• DO THIS: Tally the lines in the records that contain the string "helmet" and give only that number.

Dataset excerpt
◇ ◇ ◇

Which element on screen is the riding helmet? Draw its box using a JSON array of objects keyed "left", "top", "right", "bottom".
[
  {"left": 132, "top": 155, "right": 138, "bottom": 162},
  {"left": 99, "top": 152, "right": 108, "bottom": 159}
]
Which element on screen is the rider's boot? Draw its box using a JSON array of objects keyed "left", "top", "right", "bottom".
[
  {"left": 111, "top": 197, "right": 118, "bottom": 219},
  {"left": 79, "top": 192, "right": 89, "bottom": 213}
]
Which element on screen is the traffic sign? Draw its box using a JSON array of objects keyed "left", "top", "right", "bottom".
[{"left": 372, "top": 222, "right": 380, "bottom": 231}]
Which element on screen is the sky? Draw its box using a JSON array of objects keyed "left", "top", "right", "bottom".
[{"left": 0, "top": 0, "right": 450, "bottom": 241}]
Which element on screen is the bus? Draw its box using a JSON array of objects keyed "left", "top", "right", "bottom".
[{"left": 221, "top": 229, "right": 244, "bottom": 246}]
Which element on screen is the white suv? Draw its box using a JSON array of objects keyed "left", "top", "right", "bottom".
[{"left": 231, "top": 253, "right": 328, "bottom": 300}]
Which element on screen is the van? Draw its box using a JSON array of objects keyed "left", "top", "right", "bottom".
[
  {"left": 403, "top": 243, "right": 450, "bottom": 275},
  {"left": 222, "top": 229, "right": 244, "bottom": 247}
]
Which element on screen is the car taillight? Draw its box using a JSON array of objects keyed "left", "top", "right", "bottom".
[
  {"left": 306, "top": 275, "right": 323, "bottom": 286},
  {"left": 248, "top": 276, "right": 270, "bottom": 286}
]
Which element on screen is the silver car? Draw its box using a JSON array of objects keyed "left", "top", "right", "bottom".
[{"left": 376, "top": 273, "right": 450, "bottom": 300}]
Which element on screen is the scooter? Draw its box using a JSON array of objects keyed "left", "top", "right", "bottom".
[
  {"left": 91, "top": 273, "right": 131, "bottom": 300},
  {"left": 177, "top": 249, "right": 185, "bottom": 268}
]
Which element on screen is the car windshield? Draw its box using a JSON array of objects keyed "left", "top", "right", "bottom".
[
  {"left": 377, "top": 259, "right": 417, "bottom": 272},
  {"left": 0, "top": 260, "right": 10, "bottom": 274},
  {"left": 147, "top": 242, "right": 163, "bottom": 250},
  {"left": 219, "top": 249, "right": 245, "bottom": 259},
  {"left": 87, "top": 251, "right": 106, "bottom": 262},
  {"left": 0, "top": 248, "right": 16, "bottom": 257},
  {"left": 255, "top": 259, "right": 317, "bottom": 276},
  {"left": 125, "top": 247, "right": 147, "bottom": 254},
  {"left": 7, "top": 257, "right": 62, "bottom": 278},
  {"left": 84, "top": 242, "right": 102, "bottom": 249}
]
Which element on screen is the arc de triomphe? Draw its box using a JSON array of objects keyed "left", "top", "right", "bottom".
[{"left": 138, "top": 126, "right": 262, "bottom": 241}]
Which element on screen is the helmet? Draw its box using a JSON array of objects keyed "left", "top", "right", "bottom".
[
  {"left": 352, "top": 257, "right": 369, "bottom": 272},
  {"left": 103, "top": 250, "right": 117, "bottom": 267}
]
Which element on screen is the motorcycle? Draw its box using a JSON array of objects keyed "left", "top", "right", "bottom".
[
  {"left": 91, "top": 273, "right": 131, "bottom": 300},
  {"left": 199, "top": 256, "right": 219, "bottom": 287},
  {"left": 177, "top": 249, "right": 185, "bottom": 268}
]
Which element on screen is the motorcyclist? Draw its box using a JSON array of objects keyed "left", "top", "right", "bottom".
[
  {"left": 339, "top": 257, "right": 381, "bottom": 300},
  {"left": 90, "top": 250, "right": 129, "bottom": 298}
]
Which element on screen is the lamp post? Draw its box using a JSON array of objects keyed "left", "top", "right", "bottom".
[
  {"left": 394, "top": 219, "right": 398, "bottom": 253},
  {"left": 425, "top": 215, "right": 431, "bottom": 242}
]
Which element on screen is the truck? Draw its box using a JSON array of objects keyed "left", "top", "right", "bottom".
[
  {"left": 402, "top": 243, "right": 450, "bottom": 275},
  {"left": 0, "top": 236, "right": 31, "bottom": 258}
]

◇ ◇ ◇

• COMPLETE ANSWER: 2